> _CONSIGNE_
Répondez aux questions suivantes d'après l'extrait sur la lecture du cheval.
(a) Quels mouvements les gestes comprennent-ils ?
(b) Quel petit geste observé entre chevaux l'extrait donne-t-il en exemple ?
(c) Lors d'un exercice à distance, comment le cheval réagit-il à un geste large ?

> _EXTRAIT DU TEXTE_
================================

Lorsque l’on souhaite affiner notre compréhension des chevaux, on va chercher à développer notre « lecture » du cheval, mais l’inverse est tout aussi vrai : ils nous observent et nous analysent en permanence, et généralement bien plus que ce que l’on imagine !

Les gestes

Les gestes vont comprendre l’ensemble de vos mouvements, des plus amples aux plus petits. Ils comprennent ceux que vous faites consciemment… mais également ceux que vous faites machinalement, sans forcément vous en rendre compte. Ils vont pourtant, eux aussi, envoyer une indication à votre cheval. 

Si l’on considère la précision de lecture que les chevaux auront entre eux, attentifs au plus petit geste, comme le changement d’orientation d’une oreille, même de quelques centimètres, vous comprendrez aisément que chez l’humain, le simple mouvement d’un doigt ou d’une main, même le long de notre corps, sera perçu par notre cheval. Ainsi, nous pouvons parfois déclencher des réactions chez lui, sans que nous ayons forcément eu conscience d’avoir bouger.

Et la richesse de vos gestes ne s’arrête pas là ! Un même mouvement peut se décliner de plusieurs manières, et élargir ainsi ses possibilités. Vous pourrez par exemple y ajouter des nuances au niveau de l’intensité que vous y mettrez. Cela est facilement visible lorsque l’on travaille à pied en liberté, et que l’on souhaite envoyer notre cheval sur un exercice à distance. Le cheval apprendra très facilement qu’en tenant compte de la taille ou de l’ampleur de notre geste, il pourra y associer une notion de distance : petit geste, il restera proche, geste large, il s’éloignera davantage. Et plus nous habituons nos chevaux à ce type d’exercices, plus leur lecture de notre corps s’affinera et se précisera.

Les postures

Vos postures, et la manière dont vous vous déplacez, auront également toute leur importance.

================================

(Extrait d'un jeu de données)
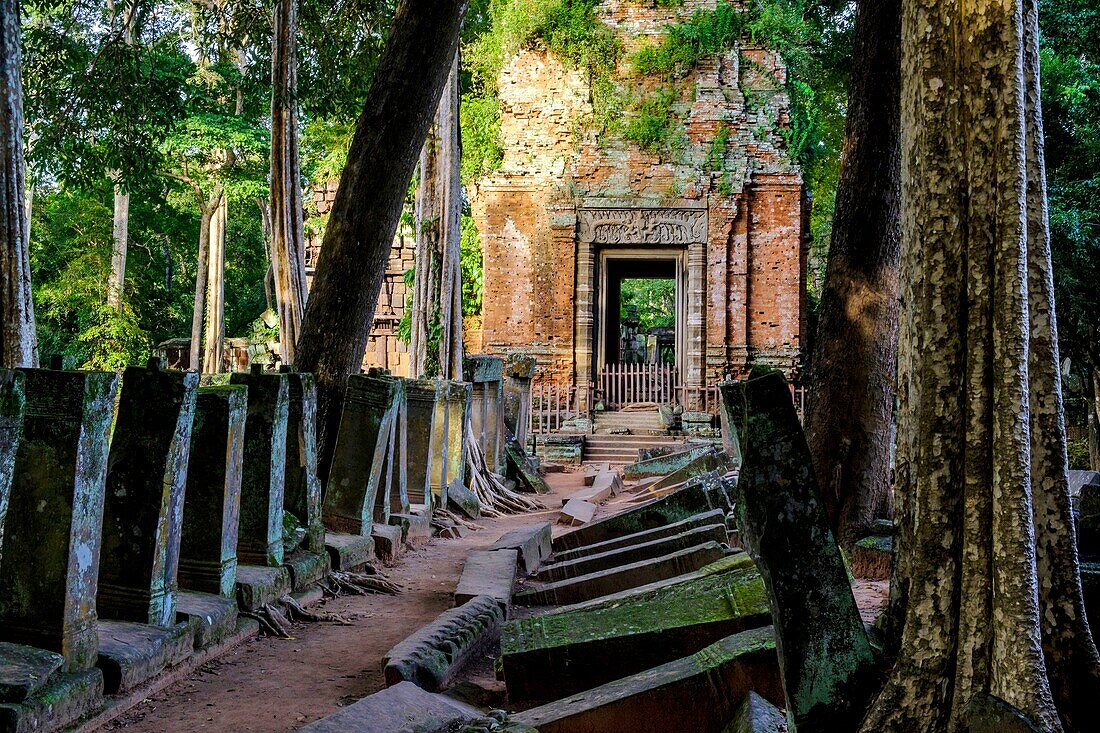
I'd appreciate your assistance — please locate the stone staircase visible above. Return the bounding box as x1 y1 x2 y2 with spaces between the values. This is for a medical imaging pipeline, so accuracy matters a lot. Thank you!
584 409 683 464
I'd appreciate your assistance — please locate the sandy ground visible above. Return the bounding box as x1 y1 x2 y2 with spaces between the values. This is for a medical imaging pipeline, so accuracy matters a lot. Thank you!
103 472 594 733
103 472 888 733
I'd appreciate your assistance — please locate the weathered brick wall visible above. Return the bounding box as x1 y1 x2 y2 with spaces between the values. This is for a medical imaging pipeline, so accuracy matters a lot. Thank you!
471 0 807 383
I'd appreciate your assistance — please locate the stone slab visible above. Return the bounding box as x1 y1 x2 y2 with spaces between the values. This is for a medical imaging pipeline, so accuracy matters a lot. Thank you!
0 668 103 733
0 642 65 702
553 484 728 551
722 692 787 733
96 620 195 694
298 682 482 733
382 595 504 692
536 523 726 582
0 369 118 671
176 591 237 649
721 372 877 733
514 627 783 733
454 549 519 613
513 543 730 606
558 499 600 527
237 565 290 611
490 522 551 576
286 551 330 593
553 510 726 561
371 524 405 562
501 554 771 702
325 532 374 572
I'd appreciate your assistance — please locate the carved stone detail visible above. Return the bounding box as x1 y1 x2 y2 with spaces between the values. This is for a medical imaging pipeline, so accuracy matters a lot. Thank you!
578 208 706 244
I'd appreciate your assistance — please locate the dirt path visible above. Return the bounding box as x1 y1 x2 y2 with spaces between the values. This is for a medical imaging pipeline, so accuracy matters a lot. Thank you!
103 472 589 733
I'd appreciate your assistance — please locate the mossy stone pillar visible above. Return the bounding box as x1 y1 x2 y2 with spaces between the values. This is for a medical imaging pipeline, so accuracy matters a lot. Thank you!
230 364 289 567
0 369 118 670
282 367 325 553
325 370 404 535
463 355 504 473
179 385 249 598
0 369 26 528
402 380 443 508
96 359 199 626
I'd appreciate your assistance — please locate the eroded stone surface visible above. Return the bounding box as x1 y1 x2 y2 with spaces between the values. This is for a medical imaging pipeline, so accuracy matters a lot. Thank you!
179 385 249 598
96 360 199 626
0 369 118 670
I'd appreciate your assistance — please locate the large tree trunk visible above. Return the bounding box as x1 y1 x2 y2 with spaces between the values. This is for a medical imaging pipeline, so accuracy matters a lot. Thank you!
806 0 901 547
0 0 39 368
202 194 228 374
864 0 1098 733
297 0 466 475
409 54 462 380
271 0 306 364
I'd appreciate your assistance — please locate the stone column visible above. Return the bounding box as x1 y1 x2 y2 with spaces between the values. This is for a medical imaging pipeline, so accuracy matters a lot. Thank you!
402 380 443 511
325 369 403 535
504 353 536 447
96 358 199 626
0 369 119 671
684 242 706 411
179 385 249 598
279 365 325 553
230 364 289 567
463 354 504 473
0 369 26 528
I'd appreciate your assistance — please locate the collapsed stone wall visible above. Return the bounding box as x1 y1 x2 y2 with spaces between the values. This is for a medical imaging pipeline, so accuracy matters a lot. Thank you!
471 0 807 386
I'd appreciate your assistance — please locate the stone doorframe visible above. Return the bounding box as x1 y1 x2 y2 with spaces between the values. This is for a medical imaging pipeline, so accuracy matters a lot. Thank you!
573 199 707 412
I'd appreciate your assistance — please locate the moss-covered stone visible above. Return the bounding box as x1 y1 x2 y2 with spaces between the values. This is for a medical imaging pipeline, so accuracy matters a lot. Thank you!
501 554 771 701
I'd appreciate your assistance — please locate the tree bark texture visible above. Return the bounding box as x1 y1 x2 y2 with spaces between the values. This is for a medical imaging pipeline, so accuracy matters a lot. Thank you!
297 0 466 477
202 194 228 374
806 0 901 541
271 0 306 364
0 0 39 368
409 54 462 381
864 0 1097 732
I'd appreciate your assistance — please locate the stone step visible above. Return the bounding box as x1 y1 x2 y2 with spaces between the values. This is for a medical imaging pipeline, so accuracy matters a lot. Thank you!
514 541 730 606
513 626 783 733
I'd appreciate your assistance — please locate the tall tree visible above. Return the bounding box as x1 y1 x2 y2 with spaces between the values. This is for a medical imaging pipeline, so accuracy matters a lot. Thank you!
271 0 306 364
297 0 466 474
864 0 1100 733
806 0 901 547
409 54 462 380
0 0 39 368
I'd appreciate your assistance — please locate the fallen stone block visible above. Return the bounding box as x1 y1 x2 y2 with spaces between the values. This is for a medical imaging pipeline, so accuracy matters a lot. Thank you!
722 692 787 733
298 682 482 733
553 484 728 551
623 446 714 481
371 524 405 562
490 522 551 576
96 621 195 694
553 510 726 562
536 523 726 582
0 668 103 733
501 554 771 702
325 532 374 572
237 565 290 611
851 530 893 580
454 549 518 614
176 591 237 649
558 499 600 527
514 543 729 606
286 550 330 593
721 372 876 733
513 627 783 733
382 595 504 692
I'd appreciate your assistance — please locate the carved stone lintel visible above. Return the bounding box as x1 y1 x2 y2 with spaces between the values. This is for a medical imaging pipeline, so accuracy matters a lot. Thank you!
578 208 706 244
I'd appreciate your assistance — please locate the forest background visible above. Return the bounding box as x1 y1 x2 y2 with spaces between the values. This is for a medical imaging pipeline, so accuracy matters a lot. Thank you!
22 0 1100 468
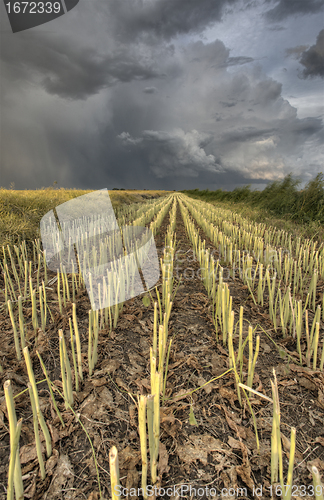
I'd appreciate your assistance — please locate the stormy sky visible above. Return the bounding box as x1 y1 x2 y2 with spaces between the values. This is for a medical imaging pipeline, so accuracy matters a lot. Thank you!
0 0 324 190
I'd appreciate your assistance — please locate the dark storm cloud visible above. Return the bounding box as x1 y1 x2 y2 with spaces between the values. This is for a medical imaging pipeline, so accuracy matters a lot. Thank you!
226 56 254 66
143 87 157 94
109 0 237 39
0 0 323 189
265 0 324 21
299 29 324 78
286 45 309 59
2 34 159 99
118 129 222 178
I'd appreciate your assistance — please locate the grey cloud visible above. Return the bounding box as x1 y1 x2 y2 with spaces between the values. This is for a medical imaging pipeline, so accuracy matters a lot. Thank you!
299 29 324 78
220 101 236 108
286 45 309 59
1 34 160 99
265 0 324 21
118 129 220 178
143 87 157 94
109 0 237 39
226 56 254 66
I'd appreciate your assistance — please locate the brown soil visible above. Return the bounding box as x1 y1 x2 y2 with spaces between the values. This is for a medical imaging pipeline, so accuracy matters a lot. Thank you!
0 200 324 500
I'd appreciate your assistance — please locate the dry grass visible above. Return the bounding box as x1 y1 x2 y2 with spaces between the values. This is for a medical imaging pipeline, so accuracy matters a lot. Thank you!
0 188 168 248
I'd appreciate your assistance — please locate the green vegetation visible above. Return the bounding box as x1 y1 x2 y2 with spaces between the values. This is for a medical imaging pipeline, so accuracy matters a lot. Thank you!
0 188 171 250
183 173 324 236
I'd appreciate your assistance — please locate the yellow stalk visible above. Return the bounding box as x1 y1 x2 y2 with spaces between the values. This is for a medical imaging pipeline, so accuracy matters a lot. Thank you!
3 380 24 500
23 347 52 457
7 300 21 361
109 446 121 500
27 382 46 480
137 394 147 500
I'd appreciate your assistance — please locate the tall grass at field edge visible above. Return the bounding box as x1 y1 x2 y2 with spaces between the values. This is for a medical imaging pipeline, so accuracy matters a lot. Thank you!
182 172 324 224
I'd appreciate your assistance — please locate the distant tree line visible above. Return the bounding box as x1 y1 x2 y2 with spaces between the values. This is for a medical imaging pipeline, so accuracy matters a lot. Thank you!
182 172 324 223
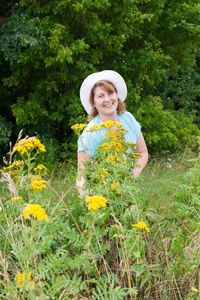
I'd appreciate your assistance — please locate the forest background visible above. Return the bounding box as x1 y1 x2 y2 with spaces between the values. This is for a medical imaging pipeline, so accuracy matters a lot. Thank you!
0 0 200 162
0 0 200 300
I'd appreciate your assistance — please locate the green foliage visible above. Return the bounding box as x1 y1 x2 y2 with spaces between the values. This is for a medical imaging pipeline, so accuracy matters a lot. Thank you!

================================

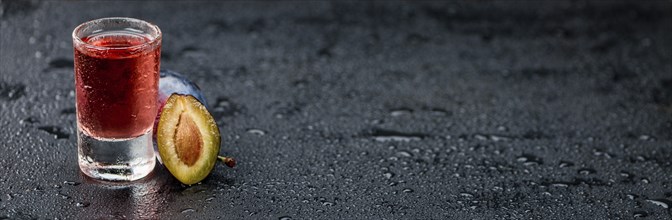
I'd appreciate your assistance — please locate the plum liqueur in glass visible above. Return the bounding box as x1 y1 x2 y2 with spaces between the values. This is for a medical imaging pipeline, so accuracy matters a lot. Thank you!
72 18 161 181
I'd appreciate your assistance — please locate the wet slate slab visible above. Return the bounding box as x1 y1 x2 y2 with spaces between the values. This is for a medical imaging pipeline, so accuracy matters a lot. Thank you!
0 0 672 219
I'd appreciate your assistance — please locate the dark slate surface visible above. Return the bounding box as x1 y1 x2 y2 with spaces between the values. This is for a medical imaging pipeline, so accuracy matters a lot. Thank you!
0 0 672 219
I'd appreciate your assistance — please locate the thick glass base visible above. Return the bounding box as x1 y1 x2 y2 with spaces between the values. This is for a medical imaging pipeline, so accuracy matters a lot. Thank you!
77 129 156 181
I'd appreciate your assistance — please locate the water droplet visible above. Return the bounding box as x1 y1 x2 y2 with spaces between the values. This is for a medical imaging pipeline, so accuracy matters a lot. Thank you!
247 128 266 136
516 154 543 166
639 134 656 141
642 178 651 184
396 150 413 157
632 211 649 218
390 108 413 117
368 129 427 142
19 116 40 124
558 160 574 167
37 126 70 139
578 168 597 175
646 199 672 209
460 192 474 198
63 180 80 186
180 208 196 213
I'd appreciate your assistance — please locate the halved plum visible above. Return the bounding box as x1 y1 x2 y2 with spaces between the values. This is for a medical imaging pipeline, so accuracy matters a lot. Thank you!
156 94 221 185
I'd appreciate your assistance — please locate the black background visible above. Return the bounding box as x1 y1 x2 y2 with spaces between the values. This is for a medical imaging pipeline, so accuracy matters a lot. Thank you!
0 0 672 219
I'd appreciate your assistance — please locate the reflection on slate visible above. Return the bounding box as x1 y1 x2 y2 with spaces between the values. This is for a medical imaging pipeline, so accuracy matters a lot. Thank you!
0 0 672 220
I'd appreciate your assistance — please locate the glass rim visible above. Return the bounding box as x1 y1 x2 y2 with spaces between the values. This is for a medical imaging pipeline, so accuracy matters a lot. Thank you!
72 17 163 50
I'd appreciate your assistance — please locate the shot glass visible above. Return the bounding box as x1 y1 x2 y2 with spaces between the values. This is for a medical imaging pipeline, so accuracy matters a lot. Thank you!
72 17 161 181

================================

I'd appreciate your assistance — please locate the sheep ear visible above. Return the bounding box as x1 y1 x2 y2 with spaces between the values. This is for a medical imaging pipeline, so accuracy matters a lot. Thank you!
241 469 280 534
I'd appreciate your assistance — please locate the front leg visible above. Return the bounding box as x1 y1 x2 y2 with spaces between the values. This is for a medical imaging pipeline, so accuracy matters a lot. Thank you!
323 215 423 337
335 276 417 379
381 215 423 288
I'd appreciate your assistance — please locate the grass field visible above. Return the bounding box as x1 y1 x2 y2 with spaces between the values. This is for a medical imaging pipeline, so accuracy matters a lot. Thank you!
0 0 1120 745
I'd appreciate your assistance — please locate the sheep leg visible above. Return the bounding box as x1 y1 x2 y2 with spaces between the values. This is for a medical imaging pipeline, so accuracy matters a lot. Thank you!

================================

> _CORRIGÉ_
(a) Tous les mouvements, des plus amples aux plus petits, qu'ils soient faits consciemment ou machinalement.
(b) Le changement d'orientation d'une oreille, même de quelques centimètres.
(c) Il s'éloigne davantage.